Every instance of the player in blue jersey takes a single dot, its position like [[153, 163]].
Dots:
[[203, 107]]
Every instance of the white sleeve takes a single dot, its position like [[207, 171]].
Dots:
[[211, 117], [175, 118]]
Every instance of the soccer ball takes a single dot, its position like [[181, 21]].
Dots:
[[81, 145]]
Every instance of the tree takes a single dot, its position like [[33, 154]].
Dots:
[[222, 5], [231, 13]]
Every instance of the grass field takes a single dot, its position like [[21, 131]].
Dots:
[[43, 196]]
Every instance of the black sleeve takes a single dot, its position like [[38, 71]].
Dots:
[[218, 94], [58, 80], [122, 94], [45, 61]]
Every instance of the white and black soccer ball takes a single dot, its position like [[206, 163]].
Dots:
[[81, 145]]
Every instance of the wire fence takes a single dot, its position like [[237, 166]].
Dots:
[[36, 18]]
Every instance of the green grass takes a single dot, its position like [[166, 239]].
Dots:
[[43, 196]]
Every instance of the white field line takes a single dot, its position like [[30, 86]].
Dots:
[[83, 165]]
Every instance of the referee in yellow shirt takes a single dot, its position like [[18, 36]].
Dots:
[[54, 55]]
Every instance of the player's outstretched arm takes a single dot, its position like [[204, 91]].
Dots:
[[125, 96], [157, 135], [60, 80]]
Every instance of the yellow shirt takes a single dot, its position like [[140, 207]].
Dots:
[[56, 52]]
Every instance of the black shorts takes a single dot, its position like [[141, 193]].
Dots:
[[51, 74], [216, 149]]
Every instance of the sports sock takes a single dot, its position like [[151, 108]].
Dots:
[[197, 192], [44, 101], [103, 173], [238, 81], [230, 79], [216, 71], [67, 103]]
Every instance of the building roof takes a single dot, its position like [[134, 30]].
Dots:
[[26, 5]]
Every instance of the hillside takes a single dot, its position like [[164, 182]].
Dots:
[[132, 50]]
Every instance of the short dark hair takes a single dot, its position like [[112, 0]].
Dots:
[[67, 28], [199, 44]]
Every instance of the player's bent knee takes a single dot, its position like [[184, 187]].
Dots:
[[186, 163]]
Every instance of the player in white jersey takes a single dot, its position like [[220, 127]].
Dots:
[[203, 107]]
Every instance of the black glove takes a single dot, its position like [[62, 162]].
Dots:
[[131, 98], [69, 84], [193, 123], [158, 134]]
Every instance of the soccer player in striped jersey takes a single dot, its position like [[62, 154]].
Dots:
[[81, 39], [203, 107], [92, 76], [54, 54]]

Request: Quote the listing in full, please, keeping every line exact.

Output of the exercise:
Every instance of the player in blue jersey takes a single dot, its position like [[153, 163]].
Dots:
[[203, 107]]
Every instance of the white sleeve takes a single dot, its position like [[207, 171]].
Dots:
[[211, 117], [175, 118]]
Every instance of the soccer ball takes a single dot, its position like [[181, 21]].
Dots:
[[81, 145]]
Every instance of the tree takes a single dot, its position like [[33, 154]].
Dots:
[[222, 5], [231, 13]]
Every instance of the grass field takes a single dot, its position like [[21, 131]].
Dots:
[[43, 196]]
Every instance of the black sleeve takes a single dot, its position like [[38, 71]].
Dots:
[[218, 94], [58, 80], [122, 94], [45, 61]]
Every instance of the white and black soccer ball takes a single dot, its position like [[206, 163]].
Dots:
[[81, 145]]
Every instance of the wire fence takes a single dot, its position like [[237, 166]].
Dots:
[[36, 18]]
Every instance of the green grass takes a single dot, its position like [[166, 239]].
Dots:
[[43, 196]]
Every instance of the white field line takes a single dot, its position like [[30, 86]].
Dots:
[[83, 165]]
Every instance of the referee in yellow shirt takes a single dot, its position like [[18, 36]].
Dots:
[[54, 55]]
Every instance of the player's outstretched arm takes a single dot, its position like [[204, 91]].
Dots:
[[125, 96], [157, 135], [60, 80]]
Every instance of the yellow shirt takes a single dot, its position like [[140, 207]].
Dots:
[[56, 52]]
Every instance of the black shorts takes a single dot, its position like [[141, 193]].
Dots:
[[51, 74], [216, 149]]
Every instance of the sports sock takes a single dot, its position like [[151, 108]].
Dots:
[[197, 192], [44, 101], [103, 173], [238, 81], [230, 79], [216, 71], [67, 103]]
Every instance of the building roof takes a single dot, its position like [[134, 30]].
Dots:
[[26, 5]]
Every instance of the hillside takes a single dot, its position like [[164, 182]].
Dots:
[[132, 50]]
Every instance of the short dark hair takes a single dot, its position like [[112, 0]].
Dots:
[[67, 28], [199, 44]]
Every instance of the player's bent knee takes a single dot, its position like [[184, 187]].
Dots:
[[186, 163]]
Every instance of the player in white jersey takes a single dot, its position like [[220, 127]].
Dots:
[[203, 107]]
Every instance of the black glove takes a single dot, its position like [[62, 162]].
Dots:
[[131, 98], [69, 84], [193, 123], [158, 134]]
Every instance of the soccer player in striped jersey takes a single dot, its position like [[62, 154]].
Dots:
[[81, 39], [203, 107], [92, 76], [54, 54]]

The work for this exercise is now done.